• **ARTICLE**:
● ● ● ● ● ● ●

Histoire contemporaine et question laïque
À la suite des journées tragiques qui se sont déroulées depuis le 7 janvier et du large mouvement de protestation et de mobilisation qu’elles ont suscité, il apparaît que les enseignants et les chercheurs, notamment dans le domaine de l’histoire contemporaine, sont à même d’apporter leur contribution aux débats, non seulement à court terme, mais dans le cadre de réflexions moins immédiates. Le bureau de l’AHCESR a déjà pris fermement position à la suite des assassinats du 7 janvier. Il souhaite, sans se dissimuler les difficultés et en étant conscient de la complexité de la situation, mettre l’accent sur un certain nombre d’enjeux, que masquent parfois différentes formes de présentisme.
Au titre de l’inscription dans la durée, il est question de valeurs fondatrices, relevant de l’héritage de la Révolution française et d’un patrimoine républicain correspondant aux lois qui se sont succédé, afin de garantir la liberté d’opinion, d’expression et de réunion, ainsi que la laïcité. Ce terme, apparu en français au début des années 1870, qui revient souvent dans les débats de ces derniers jours, correspond à l’une des pierres angulaires de la République.
Depuis la fin du XIXe siècle, plusieurs conceptions ont été formulées, mais c’est la loi de 1905 sur la séparation des Eglises et de l’Etat qui en définit le cadre institutionnel. Il reste que depuis plus d’un siècle, le paysage politique, culturel et religieux a sensiblement évolué. La laïcité ne peut, bien évidemment, être perçue de manière univoque, mais elle doit constituer pour tous une garantie et un rempart. Encore faut-il rendre compte des diversités. Sur un mode historique, la connaissance, non seulement des conflits contemporains, mais des affrontements qui ont eu lieu auparavant, permet de mettre en perspective les apports de la laïcité, qu’ont étudiés bien des spécialistes.
Ces problématiques sont liées aux enjeux de la transmission, auxquels les milieux de l’éducation sont attentifs, à travers les programmes scolaires et les considérations sur l’éducation civique et morale. Il paraît difficile de se limiter au registre de l’objurgation et de l’inculcation. Comme l’histoire, d’autres disciplines, telles que la sociologie et la science politique, tout en conservant leurs propres méthodes, peuvent s’interroger sur les moyens de rendre accessibles les significations d’une laïcité respectueuse de la liberté de conscience et de la liberté du culte, mais qui n’entend pas se voir imposer de censure ou d’autocensure.

● ● ● ● ● ● ●

• **DÉTAILS DU PROBLÈME**: Poursuivez, s'il vous plaît, l'article sur l'histoire contemporaine et la laïcité à partir de sa dernière phrase.

● ● ● ● ● ● ●

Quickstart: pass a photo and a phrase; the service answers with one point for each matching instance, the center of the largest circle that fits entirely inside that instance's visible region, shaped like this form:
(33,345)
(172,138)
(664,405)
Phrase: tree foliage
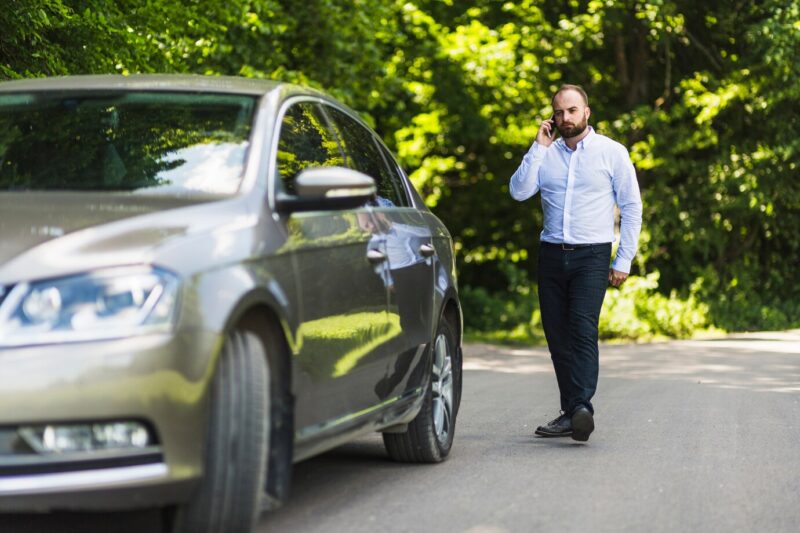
(703,94)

● ● ● ● ● ● ●

• **RÉPONSE ATTENDUE**:
C’est pourquoi la connaissance des débats sur la citoyenneté, la République et la démocratie, termes sur lesquels repose la présente question de concours d’histoire moderne et contemporaine, pour la période allant de 1789 à 1899, que l’on peut évidemment prolonger dans le domaine de l’enseignement, permet de prendre la mesure des données historiques et de l’héritage qui leur est associé, non dans un esprit triomphaliste ou un dessein téléologique, mais afin de faire la part des principes, des adhésions, des mobilisations, des refus (n’a-t-on pas longtemps affirmé la supériorité, dans des milieux traditionalistes, des « droits de Dieu » sur les droits de l’homme et du citoyen ?) et des évolutions.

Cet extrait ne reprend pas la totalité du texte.